━━━━━ Source data
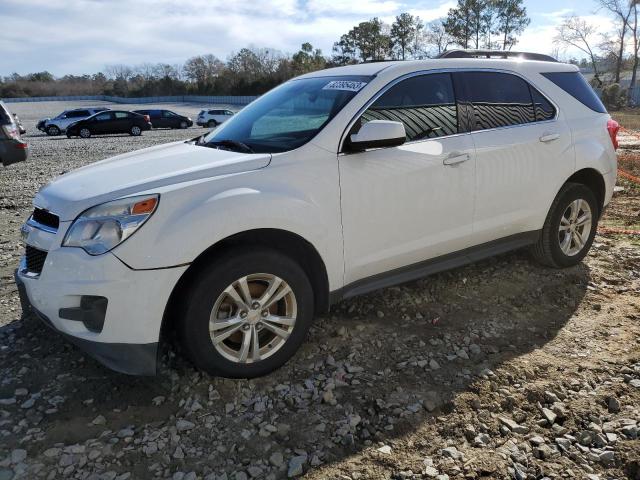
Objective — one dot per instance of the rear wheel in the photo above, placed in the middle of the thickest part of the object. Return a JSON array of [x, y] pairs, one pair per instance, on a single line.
[[247, 314], [53, 131], [570, 227]]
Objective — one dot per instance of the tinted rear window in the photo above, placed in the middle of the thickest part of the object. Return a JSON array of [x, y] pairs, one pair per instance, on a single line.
[[575, 85], [498, 99]]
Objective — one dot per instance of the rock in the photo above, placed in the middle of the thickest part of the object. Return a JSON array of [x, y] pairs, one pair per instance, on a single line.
[[296, 465], [607, 457], [99, 420], [276, 459], [452, 452], [613, 404], [513, 426], [184, 425], [549, 416], [18, 455]]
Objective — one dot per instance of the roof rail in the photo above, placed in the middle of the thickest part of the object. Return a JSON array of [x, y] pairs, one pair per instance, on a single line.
[[496, 54]]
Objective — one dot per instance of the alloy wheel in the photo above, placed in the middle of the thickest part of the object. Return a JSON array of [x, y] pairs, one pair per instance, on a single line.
[[253, 318], [575, 227]]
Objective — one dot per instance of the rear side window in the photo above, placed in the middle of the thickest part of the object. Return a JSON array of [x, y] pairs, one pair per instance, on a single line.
[[542, 107], [425, 104], [575, 85], [497, 99]]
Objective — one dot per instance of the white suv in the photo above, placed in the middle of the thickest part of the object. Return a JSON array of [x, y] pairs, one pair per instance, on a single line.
[[213, 118], [334, 184]]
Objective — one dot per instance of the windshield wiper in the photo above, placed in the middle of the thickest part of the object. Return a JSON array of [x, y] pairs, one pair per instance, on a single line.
[[230, 145]]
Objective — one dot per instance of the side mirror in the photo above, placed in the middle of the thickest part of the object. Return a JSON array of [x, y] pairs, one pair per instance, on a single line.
[[378, 134]]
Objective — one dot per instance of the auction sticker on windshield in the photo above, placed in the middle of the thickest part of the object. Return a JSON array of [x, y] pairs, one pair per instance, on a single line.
[[348, 85]]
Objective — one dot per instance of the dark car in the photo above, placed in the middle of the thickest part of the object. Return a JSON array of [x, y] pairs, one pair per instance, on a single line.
[[166, 119], [18, 123], [12, 148], [113, 121]]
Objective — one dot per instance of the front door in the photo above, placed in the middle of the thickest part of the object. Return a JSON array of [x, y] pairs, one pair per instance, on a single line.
[[406, 204], [523, 152]]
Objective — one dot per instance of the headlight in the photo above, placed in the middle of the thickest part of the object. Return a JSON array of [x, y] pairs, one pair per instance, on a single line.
[[103, 227]]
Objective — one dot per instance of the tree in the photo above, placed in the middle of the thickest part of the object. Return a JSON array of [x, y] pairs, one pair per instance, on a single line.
━━━━━━━━━━
- Problem requirements
Repeat the records above word for word, apart from the pictures.

- Answer to this problem
Objective — one dot per instance of the rear wheel in the photo above, placed in the middle of the thickest part of the object. Return a JSON array of [x, y] pairs, one pair per instance, on a single line.
[[247, 314], [53, 131], [570, 227]]
Objective — one dot per instance of the tinted rear window in the photo above, placed in the middle of the thickest part of the object. Return a JSON array of [x, y] pairs, one pair per instance, on a single line.
[[575, 85], [498, 99]]
Objective — one dot per instance of the rock in the photo above, placed in the middle of the thickest part of the object. Return a JSON array of [x, y] pairs, one pair per instance, on a single line.
[[296, 465], [607, 457], [99, 420], [276, 459], [452, 452], [613, 404], [513, 426], [184, 425], [549, 416], [18, 455]]
Objective — one dot per instance of the roof rail in the photo above, placed in the middle of the thickest part of the object. Return a JSON array of [x, y] pairs, one pair per instance, on a single line.
[[496, 54]]
Objective — one dot per instance of the alloy wheel in the photo above, placed in the middle of the thickest part of the object. Return a JSON array of [x, y] pairs, one pair per instance, on a single line.
[[253, 318], [575, 227]]
Objective — one dot per instance of the rear side window in the photo above, placed in the middle of the thickest part of the object. Return a JSON array of [x, y] pairs, one pair per instance, on a single line.
[[542, 107], [425, 104], [575, 85], [497, 99]]
Objective — one dot per instance of the white suv in the photo above, placed in the middle of the thickest part of the object. Return a JSON array of [x, y] pairs, one pair per instance, on a single line.
[[213, 118], [334, 184]]
Objective — one dot per instance of the windshield wiper in the photo above, placed in the middle of the thickest part of the object. Return a JSON array of [x, y] pairs, one pair per instance, on a single line.
[[230, 145]]
Objective — one dot per instance of the side mirror in the photo above, placed in the middle of the thickest part of the object. Return a JSON array of [x, y] pairs, one pair per instance, on a single line.
[[378, 134]]
Objective — one dot per instance of the auction sticker on windshield in the photo above, placed in the middle of the thickest part of the object. Return a JSON array of [x, y] pairs, one pair per instance, on a single line.
[[348, 85]]
Objective — one dot per instance of the dark car in the photo above, placed in the middle of the thickest part of the object. Return a JSON array of [x, y] pairs, one pair per instance, on a single line.
[[166, 119], [18, 123], [12, 148], [113, 121]]
Objective — one dot per instance of the front door in the photo above, placed in the middle of the thickest part of the object. Return a JSON array of [x, y] pairs, one pair per instance, on a single line.
[[406, 204], [523, 152]]
Objective — one dot per instance of the headlight in the photo above, placed in the middle of the thickest part of the object. Return a JSON array of [x, y] pairs, one pair per instance, on a single line.
[[103, 227]]
Objective — one dot per instance of the tree in the photo above, placed in the middle of the thickest part of the object. Return a JSON array of [x, y] pairs, one pair per instance, on a single line.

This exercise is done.